# Text section:

A history of Prague, Part 9, World War II

Prague’s glorious years, as the capital of an independent Czechoslovakia, came to a sudden and sorry halt in 1939.

Jewish Prague
Jewish Prague

In a misguided attempt to avert World War II, the powers of Europe and Great Britain, without Czech consultation, ceded Czechoslovakia to Germany. The British Prime Minister proclaimed the move “Peace with honour” while the Czechs dubbed the decision “about us without us”. Germany, which had laid claim to Czechoslovakia because of its strong German associations, occupied Prague on March 15, 1939 and the country became a corridor for the Nazis’ relentless march through Eastern Europe.

During the occupation, Czech citizens suffered abominably. Prime Minister Alois Elias was murdered, along with many other politicians and academics. Thousands were incarcerated. Prague’s Jewish community was decimated. Those who had not already fled the city were sent to the infamous Theresianstadt labour camp or death camps in Germany. Josefov became a ghost town, carefully preserved by the Germans as an example of how Jewish people had once lived. When all fighting finally ceased on May 12, 1945, 270,000 Czech citizens were dead, including 77, 297Jews whose names are inscribed on the walls of Prague’s Pinkas Synogue.

Although the German occupation had spared Prague the devastations of a blitzkrieg, the bombardments during the liberation destroyed parts of the city. A vast square of lawn, with an oddly out of place modern sculpture, at the foot of Prague Castle Hill, marks the site where and American bomb landed on February 14, 1945, killing 700 people and injuring 1200.

Mercifully, however, most of Prague’s beautiful cityscape survived the war intact.

A History of Prague, Part 8, The Capital of an Independent State

The end of the 19th century and the first decade of the 20th century were a time of great growth and prosperity for Prague.

Belle Epoque Buildings in Prague
Belle Epoque Buildings in Prague

As part of the Austro-Hungarian Empire, the city was transforming into a large modern European metropolis. The peaceful co-existence of Jews, Germans and Czechs contributed to an environment where both industry and culture flourished. Businesses and factories sprang up, along with grand streets, beautiful shops and elegant hotels. The suburbs burgeoned.

# Exercise material:
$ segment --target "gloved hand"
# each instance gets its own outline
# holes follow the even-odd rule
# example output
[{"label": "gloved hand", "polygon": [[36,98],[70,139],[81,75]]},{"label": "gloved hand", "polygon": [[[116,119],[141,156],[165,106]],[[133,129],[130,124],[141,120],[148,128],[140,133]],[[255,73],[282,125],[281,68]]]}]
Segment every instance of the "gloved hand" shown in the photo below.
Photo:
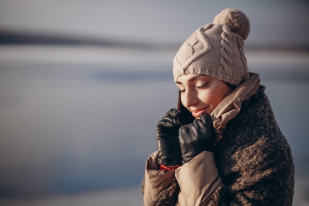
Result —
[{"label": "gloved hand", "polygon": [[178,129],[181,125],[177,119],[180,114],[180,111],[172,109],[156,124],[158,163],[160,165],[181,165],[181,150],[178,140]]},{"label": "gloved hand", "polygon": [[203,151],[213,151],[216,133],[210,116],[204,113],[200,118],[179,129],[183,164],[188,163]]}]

* * *

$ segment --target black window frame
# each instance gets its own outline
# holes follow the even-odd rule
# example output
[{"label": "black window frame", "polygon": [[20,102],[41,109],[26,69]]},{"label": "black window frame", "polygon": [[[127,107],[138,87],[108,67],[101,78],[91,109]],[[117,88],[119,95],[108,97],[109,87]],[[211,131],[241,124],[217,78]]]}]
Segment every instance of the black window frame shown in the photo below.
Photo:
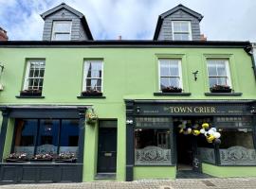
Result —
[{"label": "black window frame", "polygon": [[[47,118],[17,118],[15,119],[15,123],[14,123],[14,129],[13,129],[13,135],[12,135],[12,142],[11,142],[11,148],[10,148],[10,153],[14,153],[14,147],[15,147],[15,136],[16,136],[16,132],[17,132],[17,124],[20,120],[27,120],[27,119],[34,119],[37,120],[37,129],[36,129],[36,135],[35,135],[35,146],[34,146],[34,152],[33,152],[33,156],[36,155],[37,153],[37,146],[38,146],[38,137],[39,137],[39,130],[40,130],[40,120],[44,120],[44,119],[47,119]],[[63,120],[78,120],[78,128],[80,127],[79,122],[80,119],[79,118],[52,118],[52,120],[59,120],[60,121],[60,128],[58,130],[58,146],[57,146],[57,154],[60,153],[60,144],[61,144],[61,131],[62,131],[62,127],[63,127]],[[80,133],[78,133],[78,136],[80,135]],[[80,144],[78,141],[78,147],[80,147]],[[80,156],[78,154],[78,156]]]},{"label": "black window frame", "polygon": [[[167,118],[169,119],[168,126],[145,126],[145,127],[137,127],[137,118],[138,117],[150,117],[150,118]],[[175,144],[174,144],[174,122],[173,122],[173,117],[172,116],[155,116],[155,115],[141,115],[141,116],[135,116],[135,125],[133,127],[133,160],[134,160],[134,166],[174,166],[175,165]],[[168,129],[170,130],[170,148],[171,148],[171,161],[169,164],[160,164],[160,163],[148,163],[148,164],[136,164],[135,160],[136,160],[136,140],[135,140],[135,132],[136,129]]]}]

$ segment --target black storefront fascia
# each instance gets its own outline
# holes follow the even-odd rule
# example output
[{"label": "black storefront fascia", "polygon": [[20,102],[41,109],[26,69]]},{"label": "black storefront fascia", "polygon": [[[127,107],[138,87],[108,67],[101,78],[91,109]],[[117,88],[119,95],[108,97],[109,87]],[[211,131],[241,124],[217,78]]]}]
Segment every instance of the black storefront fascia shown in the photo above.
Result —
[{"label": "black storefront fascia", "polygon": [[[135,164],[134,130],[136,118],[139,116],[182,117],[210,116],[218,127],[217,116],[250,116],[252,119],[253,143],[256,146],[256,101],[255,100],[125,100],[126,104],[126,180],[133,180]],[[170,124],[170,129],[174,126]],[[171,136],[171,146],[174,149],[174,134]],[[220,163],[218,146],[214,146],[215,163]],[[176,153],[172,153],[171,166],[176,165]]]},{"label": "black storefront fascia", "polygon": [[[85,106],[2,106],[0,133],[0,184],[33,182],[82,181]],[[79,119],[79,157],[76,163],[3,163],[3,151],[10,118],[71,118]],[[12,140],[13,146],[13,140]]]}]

---

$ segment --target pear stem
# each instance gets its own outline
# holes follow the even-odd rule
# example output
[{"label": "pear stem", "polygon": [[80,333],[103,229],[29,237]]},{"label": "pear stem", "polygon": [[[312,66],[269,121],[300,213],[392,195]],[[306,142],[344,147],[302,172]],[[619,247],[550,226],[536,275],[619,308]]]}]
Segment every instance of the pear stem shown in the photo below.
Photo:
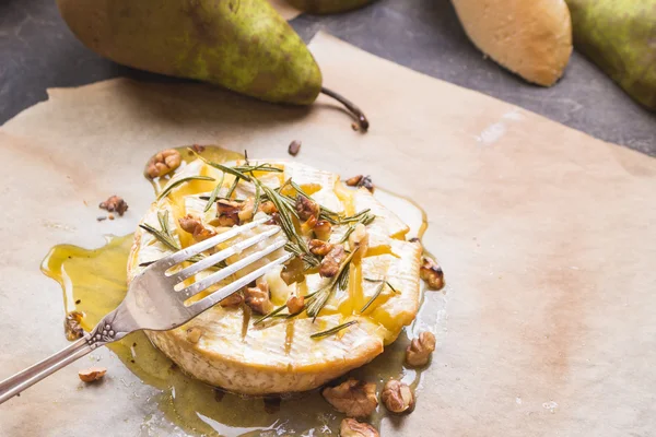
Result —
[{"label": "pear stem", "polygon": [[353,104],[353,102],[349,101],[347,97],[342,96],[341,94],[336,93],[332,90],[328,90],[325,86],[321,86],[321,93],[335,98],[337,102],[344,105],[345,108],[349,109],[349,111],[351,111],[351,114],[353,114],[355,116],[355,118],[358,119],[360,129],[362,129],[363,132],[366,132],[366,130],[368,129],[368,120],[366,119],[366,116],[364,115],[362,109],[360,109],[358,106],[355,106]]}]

# What to work on:
(a) Using the Prague history text, decide whether each statement agrees with it. For each, answer yes or no and quote the deciding words. (i) Germany occupied Prague on March 15, 1939. (ii) The German occupation brought Prague the devastations of a blitzkrieg. (iii) Most of Prague's cityscape was destroyed during the war.
(b) State only the number of lines in the rows above that contain the string "target".

# Outputs by task:
(a)
(i) Yes: "occupied Prague on March 15, 1939"
(ii) No: "Although the German occupation had spared Prague the devastations of a blitzkrieg"
(iii) No: "Mercifully, however, most of Prague’s beautiful cityscape survived the war intact."

(b) 4